What you will do
Copy the listing from its first line up to and including the line with "--holes even-odd", swapping "tuples" for "pairs" and keeping everything else the same. Give back only those lines.
--- start of The data ---
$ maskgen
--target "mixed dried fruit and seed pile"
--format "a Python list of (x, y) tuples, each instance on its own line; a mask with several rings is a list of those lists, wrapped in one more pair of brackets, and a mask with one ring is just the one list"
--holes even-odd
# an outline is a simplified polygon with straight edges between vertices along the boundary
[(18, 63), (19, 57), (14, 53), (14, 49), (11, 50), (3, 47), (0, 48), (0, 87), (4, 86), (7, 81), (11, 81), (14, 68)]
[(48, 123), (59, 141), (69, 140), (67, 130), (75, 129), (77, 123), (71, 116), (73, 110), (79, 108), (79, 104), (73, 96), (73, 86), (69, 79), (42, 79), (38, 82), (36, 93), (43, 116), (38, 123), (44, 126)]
--- end of The data ---
Correct response
$ maskgen
--target "mixed dried fruit and seed pile"
--format "a Python list of (x, y) pairs, each instance on its own line; a mask with several rings is a list of those lists, wrapped in one more pair of brackets, and a mask with one ring is just the one list"
--holes even-odd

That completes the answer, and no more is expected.